Also not mentioned is possible compensation towards the elves for a job well done. Perhaps excess chocolate chip cookies are given as holiday bonuses to high performing elves? Certainly seems more in character that Santa pays his employees rather than works them as a jolly ol' slave driver... Maybe elves are payed in yummy goodies rather than money like Oompa Loompas and coco beans and North Koreans and Moon Pies (I'm serious about that too... the North Koreans love the Moon Pie and on more than one occasion an influx has threatened to crash their entire economy.). It certainly seems reasonable for a people who believed proper medical dental care was a taboo until the 1960s.

Number wise, 7 billion cookies seems a bit excessive. Christianity as a whole only has 2.3 billion followers, 1/3 of the total seven billion. Secondly, the offering is made per household, not per individual person. The number is massive, but 7 billion is a stretch. While the true size of the take is unknown, we must also factor in non-christian households that participate along with Christian sects that do not participate and regional customs that have different gift rules and even differet delivery days (Feast of Saint Nicholas is Dec. 6th and some cultures do the gifts then with the 25th being purely about the Nativity of Jesus). Still other cultures don't do milk or cookies or both... for example, its custom in Great Briton to leave Santa a glass of Brandy rather than milk... which would explain why his nose looks like a cherry by the time he gets state-side.

• _BRIEF 1_: Set down the part of the Santa cookie passage that starts with "Number wise, 7" and runs through "he gets state-side.", word for word.
• _BRIEF 2_: Write the next part of the Santa cookie passage, picking up after its last sentence.

[Spatial localization data]
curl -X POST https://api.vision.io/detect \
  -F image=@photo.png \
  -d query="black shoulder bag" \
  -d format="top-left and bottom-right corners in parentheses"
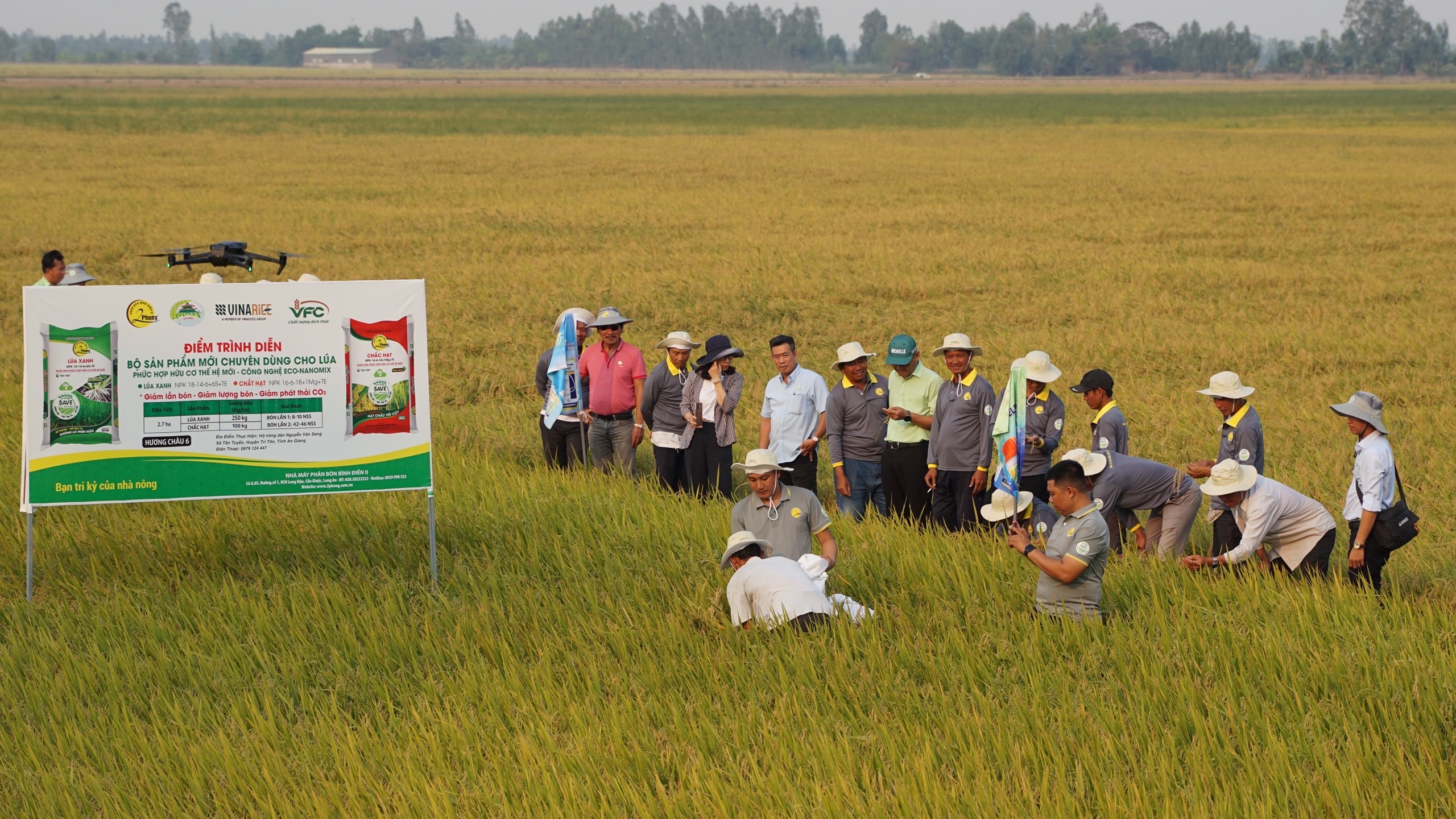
top-left (1355, 461), bottom-right (1420, 552)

• _EXERCISE RESULT 1_:
Number wise, 7 billion cookies seems a bit excessive. Christianity as a whole only has 2.3 billion followers, 1/3 of the total seven billion. Secondly, the offering is made per household, not per individual person. The number is massive, but 7 billion is a stretch. While the true size of the take is unknown, we must also factor in non-christian households that participate along with Christian sects that do not participate and regional customs that have different gift rules and even differet delivery days (Feast of Saint Nicholas is Dec. 6th and some cultures do the gifts then with the 25th being purely about the Nativity of Jesus). Still other cultures don't do milk or cookies or both... for example, its custom in Great Briton to leave Santa a glass of Brandy rather than milk... which would explain why his nose looks like a cherry by the time he gets state-side.

• _EXERCISE RESULT 2_:
Finally, everyone seems to forget about the true nature of Santa Clause, aka Saint Nicholas, who's patronage includes children and is famous for his secret gift giving. Perhaps, when the elves are paid and the year is stockpiled for, Santa will still have excess cookies... Knowing the man, such a waste of food would be terrible and it could be reasonable that Santa will use some of the Cookie take to give gifts to children who through circumstance would not be able to have a proper Christmas meal. I'm pretty sure the big guy won't mind if some of the people in the west even sent some of those cookies to the needy and cut out the middle man, since by the time he gets to North America, it's reasonable he had his fill for the night.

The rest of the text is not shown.